[Referring expression data]

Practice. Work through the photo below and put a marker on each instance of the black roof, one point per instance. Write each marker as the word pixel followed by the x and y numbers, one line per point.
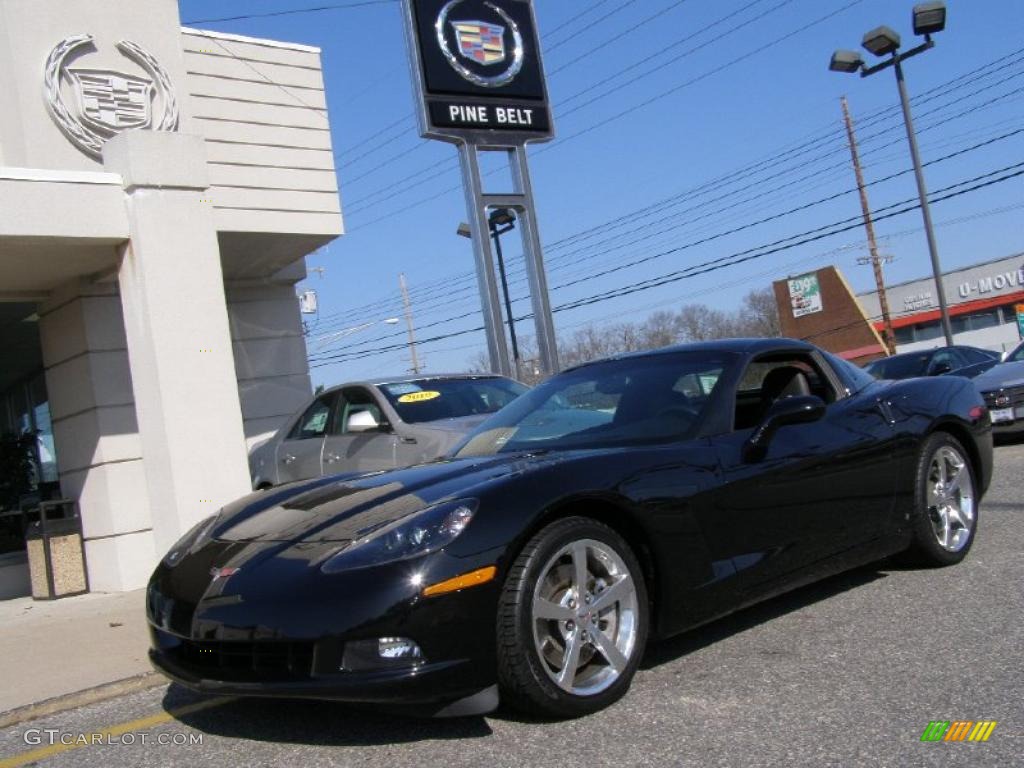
pixel 406 378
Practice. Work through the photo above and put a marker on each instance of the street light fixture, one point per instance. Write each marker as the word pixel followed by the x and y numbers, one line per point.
pixel 929 18
pixel 500 221
pixel 328 338
pixel 883 41
pixel 846 60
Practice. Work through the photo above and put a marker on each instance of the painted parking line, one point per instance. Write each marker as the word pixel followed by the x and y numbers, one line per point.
pixel 110 732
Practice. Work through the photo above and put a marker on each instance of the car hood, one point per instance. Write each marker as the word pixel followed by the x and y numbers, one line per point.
pixel 460 425
pixel 345 507
pixel 1001 376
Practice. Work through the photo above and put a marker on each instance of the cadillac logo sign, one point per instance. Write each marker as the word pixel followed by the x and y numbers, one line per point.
pixel 107 102
pixel 482 43
pixel 477 70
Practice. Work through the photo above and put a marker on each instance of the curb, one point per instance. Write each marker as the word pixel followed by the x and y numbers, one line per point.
pixel 81 698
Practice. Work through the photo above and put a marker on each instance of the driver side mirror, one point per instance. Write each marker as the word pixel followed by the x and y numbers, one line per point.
pixel 361 421
pixel 800 410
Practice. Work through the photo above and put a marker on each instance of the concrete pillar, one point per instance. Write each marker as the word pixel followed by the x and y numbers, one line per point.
pixel 269 352
pixel 179 347
pixel 99 456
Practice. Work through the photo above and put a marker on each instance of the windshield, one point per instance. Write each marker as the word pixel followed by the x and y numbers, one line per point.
pixel 900 367
pixel 433 399
pixel 619 402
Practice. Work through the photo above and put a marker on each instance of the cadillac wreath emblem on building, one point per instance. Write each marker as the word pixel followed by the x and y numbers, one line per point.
pixel 107 102
pixel 481 43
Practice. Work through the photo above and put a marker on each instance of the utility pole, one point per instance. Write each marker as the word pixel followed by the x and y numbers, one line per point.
pixel 888 336
pixel 409 324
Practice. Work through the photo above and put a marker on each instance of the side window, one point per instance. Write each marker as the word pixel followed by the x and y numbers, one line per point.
pixel 943 360
pixel 313 422
pixel 772 378
pixel 355 400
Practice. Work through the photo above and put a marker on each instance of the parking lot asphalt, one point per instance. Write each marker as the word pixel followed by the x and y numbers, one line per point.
pixel 845 673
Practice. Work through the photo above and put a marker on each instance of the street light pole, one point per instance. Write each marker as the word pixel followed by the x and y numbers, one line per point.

[EXERCISE REQUIREMENTS] Copy out exactly the lines between the line with "the windshield, one" and the last line of the entries, counting both of those lines.

[RESULT BELOW]
Practice. Work through the photo above and put a marker on each instance of the windshield, one point per instance. Write each marker as the word pixel followed by the x and y numbers, one line per point.
pixel 900 367
pixel 433 399
pixel 619 402
Practice. Work through the photo above and put a marker on each instance of the cadillac wreath emblem on building, one point per instance. Write each marker as the word pixel followed by the x and y numbers, one line per point.
pixel 107 102
pixel 481 43
Practice. Work through the photo above and put a marker on each instance of the utility pole, one point per instance. Write each marker as the word pixel followed by the x and y numbers, one line per point.
pixel 888 336
pixel 409 324
Practice. Work through the photo above and put a marker on each instance of the side window, one point per instance. Write each marker as the word pixel followed by the x and y numbers, one line per point.
pixel 943 360
pixel 313 422
pixel 772 378
pixel 355 400
Practice. Work through the photo above and put a marker on each instance of the parking lot asphalt, one point per instance. Write each marker as the word pixel followed by the x and y numbers, one line per point.
pixel 845 673
Practice. Work through the photo above and put a marker on each instance of the street light pole, one point per instance. Write each marker as the word pixel followed by the x and y numbers, one line per point.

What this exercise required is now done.